▶ [EXERCISE]
Line by line, retype the data exactly as it is given.

▶ [SOURCE MATERIAL]
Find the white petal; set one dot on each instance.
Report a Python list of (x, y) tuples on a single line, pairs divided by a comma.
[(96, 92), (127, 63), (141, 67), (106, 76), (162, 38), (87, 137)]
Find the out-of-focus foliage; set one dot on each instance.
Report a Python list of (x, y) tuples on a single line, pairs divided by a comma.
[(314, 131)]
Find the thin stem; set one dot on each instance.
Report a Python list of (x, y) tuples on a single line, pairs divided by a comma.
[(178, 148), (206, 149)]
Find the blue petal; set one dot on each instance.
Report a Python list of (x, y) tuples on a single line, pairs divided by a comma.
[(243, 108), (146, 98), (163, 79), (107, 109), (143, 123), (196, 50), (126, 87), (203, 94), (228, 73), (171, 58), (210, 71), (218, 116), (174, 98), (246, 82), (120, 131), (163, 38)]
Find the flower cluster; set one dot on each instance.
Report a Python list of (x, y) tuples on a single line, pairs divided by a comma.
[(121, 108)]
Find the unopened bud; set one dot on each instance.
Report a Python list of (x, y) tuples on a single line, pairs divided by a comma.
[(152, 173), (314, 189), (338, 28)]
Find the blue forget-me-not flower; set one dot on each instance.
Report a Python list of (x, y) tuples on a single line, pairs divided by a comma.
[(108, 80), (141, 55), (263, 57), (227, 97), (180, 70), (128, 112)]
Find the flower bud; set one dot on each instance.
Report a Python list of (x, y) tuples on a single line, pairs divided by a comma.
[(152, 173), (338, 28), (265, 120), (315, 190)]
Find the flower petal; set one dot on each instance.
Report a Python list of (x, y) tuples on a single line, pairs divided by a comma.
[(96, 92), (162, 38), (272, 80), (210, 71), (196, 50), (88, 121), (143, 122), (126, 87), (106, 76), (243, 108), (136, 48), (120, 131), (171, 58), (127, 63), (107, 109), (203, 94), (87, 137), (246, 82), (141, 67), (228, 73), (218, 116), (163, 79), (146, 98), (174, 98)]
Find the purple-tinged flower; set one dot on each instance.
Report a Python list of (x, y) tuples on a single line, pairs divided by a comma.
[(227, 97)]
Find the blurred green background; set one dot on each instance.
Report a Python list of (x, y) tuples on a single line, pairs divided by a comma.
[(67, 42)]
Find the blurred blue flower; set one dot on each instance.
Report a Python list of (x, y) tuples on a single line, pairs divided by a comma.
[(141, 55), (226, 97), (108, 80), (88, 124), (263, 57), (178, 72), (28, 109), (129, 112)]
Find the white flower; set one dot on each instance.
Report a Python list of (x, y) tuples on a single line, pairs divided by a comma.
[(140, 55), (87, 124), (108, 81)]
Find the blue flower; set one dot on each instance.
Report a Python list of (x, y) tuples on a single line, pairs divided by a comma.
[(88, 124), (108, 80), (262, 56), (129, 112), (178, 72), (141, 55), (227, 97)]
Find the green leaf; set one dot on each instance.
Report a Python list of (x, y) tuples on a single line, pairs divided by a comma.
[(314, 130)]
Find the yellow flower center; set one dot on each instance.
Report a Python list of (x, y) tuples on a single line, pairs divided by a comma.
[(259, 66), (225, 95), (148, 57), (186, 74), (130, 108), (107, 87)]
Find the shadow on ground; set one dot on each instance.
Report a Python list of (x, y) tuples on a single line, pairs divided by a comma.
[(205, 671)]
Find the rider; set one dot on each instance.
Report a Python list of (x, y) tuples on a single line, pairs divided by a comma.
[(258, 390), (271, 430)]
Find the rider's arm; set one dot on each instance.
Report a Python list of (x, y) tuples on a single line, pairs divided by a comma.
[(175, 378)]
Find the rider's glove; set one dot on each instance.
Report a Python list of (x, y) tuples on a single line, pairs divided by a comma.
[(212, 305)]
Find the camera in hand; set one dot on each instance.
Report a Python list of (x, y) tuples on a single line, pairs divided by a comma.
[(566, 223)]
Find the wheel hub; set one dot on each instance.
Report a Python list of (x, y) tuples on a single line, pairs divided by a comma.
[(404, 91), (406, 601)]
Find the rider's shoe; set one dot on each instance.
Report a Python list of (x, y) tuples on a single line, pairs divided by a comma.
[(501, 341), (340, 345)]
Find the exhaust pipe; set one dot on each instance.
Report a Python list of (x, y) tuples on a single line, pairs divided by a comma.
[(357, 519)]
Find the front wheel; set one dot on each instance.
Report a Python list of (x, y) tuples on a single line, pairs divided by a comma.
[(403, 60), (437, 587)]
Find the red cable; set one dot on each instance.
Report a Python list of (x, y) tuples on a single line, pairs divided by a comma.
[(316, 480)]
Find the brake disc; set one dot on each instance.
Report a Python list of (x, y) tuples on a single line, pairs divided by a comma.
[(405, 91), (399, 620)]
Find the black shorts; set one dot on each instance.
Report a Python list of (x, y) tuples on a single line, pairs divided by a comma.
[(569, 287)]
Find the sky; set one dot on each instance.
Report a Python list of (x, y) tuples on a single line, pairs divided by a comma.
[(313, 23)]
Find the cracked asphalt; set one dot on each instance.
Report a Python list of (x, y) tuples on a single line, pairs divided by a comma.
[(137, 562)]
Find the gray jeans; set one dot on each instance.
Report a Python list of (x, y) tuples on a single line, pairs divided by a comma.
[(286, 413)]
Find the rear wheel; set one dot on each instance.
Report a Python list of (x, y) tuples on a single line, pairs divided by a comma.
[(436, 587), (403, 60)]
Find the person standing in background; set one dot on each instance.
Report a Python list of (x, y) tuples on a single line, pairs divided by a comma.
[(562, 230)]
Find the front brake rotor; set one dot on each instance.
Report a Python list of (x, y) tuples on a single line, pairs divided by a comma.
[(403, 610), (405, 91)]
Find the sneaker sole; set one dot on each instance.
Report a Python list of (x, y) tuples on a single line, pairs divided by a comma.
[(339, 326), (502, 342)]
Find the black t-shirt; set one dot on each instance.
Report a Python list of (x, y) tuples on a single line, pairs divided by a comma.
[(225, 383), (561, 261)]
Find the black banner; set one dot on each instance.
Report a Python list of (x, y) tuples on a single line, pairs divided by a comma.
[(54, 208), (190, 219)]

▶ [RESULT OF THE TASK]
Find the white petal; set one dot on each instance.
Report a Python list of (x, y) tuples on a single line, pairs divided by a comma.
[(96, 92), (127, 63), (141, 67), (106, 76), (162, 38), (87, 137)]
Find the out-of-focus foliage; set one dot on each instance.
Report a Python list of (x, y) tuples on a single line, pairs divided by a comma.
[(314, 131)]
Find the thin stem; set one dot on each instance.
Report a Python list of (x, y) tuples on a single line, pairs divided by a comma.
[(178, 148), (206, 149)]
Find the blue petal; set one dot on each instance.
Report a Python list of (x, y) tuples on a single line, pairs divided by a comma.
[(243, 108), (146, 98), (163, 79), (107, 109), (143, 123), (196, 50), (126, 87), (203, 94), (228, 73), (171, 58), (210, 71), (218, 116), (174, 98), (246, 82), (120, 131), (163, 38)]
Find the flower cluster; set one dot on each instance.
Report a Python list of (x, y) tuples on a single line, pairs divided by a comma.
[(121, 108)]
Find the unopened bud; set one dot on each instance.
Report a Python list of (x, y) tuples on a single line, pairs divided by a comma.
[(152, 173), (314, 189), (338, 28)]
Find the blue forget-me-not flower; set one dot on each instance.
Report a Python list of (x, y) tuples on a single line, pairs divided by a comma.
[(108, 80), (141, 55), (263, 57), (227, 97), (180, 70), (128, 112)]
Find the flower bud; set one dot on each instance.
Report a Python list of (x, y) tuples on a single line, pairs divided by a comma.
[(152, 173), (338, 28), (265, 120), (315, 190)]
Find the flower petal; set one dot on each instance.
Report a Python list of (x, y) tuples on a single line, pairs divided by a comma.
[(96, 92), (162, 38), (272, 80), (210, 71), (196, 50), (88, 121), (143, 122), (126, 87), (106, 76), (243, 108), (136, 48), (120, 131), (171, 58), (127, 63), (107, 109), (203, 94), (87, 137), (246, 82), (141, 67), (228, 73), (218, 116), (163, 79), (146, 98), (174, 98)]
Find the purple-tinged flower; set one dot on each instance.
Report a Python list of (x, y) tuples on a single line, pairs divided by a comma.
[(227, 97)]
Find the blurred green background; set one dot on each instance.
Report a Python list of (x, y) tuples on a single line, pairs divided by a comma.
[(67, 42)]
Find the blurred blue flower; set one dot on each instance.
Report a Python list of (x, y) tuples on a single line, pairs divided by a comma.
[(141, 55), (226, 97), (108, 80), (88, 124), (263, 57), (178, 72), (28, 109), (129, 112)]
Find the white flower; set one dot on each instance.
Report a Python list of (x, y) tuples on a single line, pairs divided by a comma.
[(140, 55), (87, 124), (108, 81)]
Find the blue flower; set one dot on each instance.
Report a Python list of (x, y) tuples on a single line, pairs divided by a comma.
[(88, 124), (108, 80), (262, 56), (129, 112), (178, 72), (141, 55), (227, 97)]
Find the green leaf; set one dot on each instance.
Report a Python list of (x, y) tuples on a single line, pairs divided by a comma.
[(314, 130)]
Find the yellow flower center; set one dot on each instance.
Report a Python list of (x, y) tuples on a single line, pairs divided by a comma.
[(259, 66), (225, 95), (148, 57), (186, 74), (130, 108), (107, 87)]
Find the shadow on ground; set one dot on each instance.
Report a Python list of (x, y) tuples on a single line, pairs divided by a comma.
[(205, 671)]
Find the rider; set one dot on each instance.
Report a Python list of (x, y) tuples on a single line, pairs divided by a comma.
[(258, 390), (271, 430)]
Find the rider's arm; set one dot on each instance.
Report a Python list of (x, y) tuples on a single line, pairs divided by a comma.
[(175, 378)]
Find the rider's glove; set one dot on each instance.
Report a Python list of (x, y) tuples on a single line, pairs divided by a comma.
[(212, 305)]
Find the camera in hand; set one dot on each instance.
Report a Python list of (x, y) tuples on a single line, pairs divided by a comma.
[(566, 223)]
Find the wheel hub; set one dot on each instance.
Report a Python list of (x, y) tuples on a single line, pairs divided by a comma.
[(404, 91), (406, 601)]
Find the rider's shoe; set one dot on each instance.
Report a Python list of (x, y) tuples on a single line, pairs divided by a comma.
[(501, 341), (340, 345)]
Find the exhaust pipe; set one dot on each instance.
Report a Python list of (x, y) tuples on a single line, pairs divided by a comma.
[(357, 519)]
Find the front wheel; set one dot on each instance.
Report a Python list of (x, y) tuples on a single line, pairs divided by a comma.
[(403, 60), (437, 587)]
Find the red cable; set one dot on each instance.
Report a Python list of (x, y) tuples on a single line, pairs divided by a comma.
[(316, 480)]
Find the brake disc; set one dot on each instance.
Report a Python list of (x, y) tuples on a single line, pairs divided by a comma.
[(405, 91), (399, 620)]
Find the black shorts; set one dot on each instance.
Report a Python list of (x, y) tuples on a single line, pairs divided by a comma.
[(569, 287)]
Find the sky; set one dot on each instance.
Report a Python list of (x, y) tuples on a single line, pairs divided by a comma.
[(313, 23)]
Find the cracked asphalt; set one dot on each instance.
Report a Python list of (x, y) tuples on a single line, pairs divided by a comma.
[(137, 562)]
Find the gray jeans; set one dot on each instance.
Report a Python list of (x, y) tuples on a single line, pairs divided by a comma.
[(286, 413)]
Find the rear wheel; set one dot on each instance.
Report a Python list of (x, y) tuples on a single line, pairs divided by a comma.
[(436, 587), (403, 60)]
Find the person standing in background; set one dot on each instance.
Report a Python list of (x, y) tuples on a single line, pairs divided by a comma.
[(562, 230)]
Find the front brake rotor; set one dot on each instance.
Report a Python list of (x, y) tuples on a single line, pairs divided by a comma.
[(403, 610), (405, 91)]
Find the sneaker sole; set one dot on each instance.
Report a Python list of (x, y) tuples on a single line, pairs divided by a comma.
[(339, 326), (502, 342)]
Find the black t-shirt; set one dot on each instance.
Report a Python list of (x, y) tuples on a single line, pairs divided by a comma.
[(225, 383), (561, 261)]
Find the black banner; set one dot on each instance.
Report a Python list of (x, y) tuples on a single line, pairs divided by a comma.
[(54, 208), (190, 219)]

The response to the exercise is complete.